### GOAL
Copy the items below line for line, with no changes.

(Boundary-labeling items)
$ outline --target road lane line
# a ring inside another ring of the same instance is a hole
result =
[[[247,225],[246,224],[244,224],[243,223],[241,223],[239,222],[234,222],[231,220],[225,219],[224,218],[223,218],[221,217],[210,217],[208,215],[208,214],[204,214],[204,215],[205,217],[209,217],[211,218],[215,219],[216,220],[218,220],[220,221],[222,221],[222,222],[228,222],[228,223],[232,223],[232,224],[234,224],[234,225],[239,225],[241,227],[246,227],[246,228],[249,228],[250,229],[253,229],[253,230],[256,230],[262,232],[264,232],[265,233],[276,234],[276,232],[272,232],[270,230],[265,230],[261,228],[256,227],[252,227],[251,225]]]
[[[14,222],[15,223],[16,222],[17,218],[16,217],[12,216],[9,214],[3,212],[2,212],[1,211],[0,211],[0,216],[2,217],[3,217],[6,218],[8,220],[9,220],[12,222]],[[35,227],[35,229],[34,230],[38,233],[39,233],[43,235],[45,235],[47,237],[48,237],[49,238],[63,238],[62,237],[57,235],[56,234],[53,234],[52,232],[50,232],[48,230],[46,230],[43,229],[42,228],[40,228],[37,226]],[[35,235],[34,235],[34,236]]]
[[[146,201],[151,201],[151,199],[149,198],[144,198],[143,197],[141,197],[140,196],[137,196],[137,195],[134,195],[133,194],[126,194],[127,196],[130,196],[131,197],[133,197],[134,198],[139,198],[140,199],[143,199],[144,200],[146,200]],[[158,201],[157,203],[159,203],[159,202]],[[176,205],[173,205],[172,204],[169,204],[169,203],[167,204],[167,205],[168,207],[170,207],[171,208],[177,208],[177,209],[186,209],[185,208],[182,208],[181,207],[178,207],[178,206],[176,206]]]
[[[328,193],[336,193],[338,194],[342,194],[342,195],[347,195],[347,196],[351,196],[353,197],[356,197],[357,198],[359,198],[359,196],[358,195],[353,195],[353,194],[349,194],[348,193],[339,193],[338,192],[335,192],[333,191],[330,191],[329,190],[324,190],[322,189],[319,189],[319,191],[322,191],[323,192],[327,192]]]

### OUTPUT FOR THIS EXERCISE
$ outline --target road lane line
# a ring inside another ring of the same instance is a hole
result =
[[[247,225],[246,224],[244,224],[243,223],[241,223],[239,222],[234,222],[231,220],[225,219],[224,218],[223,218],[221,217],[210,217],[208,215],[208,214],[204,214],[204,215],[205,217],[209,217],[211,218],[215,219],[216,220],[218,220],[220,221],[222,221],[222,222],[228,222],[228,223],[232,223],[232,224],[234,224],[234,225],[239,225],[241,227],[246,227],[246,228],[249,228],[250,229],[253,229],[253,230],[256,230],[262,232],[264,232],[265,233],[276,234],[276,232],[272,232],[270,230],[265,230],[261,228],[256,227],[252,227],[251,225]]]
[[[14,222],[15,223],[16,222],[17,218],[16,217],[12,216],[9,214],[3,212],[2,212],[1,211],[0,211],[0,216],[2,217],[3,217],[6,218],[8,220],[9,220],[12,222]],[[35,227],[35,229],[34,230],[38,233],[39,233],[43,235],[45,235],[47,237],[48,237],[49,238],[63,238],[62,237],[57,235],[56,234],[53,234],[52,232],[50,232],[48,230],[46,230],[43,229],[42,228],[40,228],[37,226]],[[35,235],[34,235],[34,236]]]
[[[146,201],[151,201],[151,199],[149,198],[144,198],[143,197],[141,197],[140,196],[137,196],[137,195],[134,195],[133,194],[126,194],[127,196],[130,196],[131,197],[133,197],[134,198],[139,198],[140,199],[143,199],[144,200],[146,200]],[[158,201],[157,203],[159,203],[159,202]],[[176,205],[173,205],[172,204],[169,204],[169,203],[167,204],[167,205],[168,207],[170,207],[171,208],[177,208],[177,209],[186,209],[185,208],[182,208],[181,207],[178,207],[178,206],[176,206]]]
[[[328,193],[336,193],[338,194],[342,194],[342,195],[347,195],[347,196],[351,196],[353,197],[356,197],[357,198],[359,198],[359,196],[358,195],[353,195],[353,194],[349,194],[348,193],[339,193],[338,192],[335,192],[333,191],[330,191],[329,190],[324,190],[322,189],[319,189],[319,191],[322,191],[323,192],[327,192]]]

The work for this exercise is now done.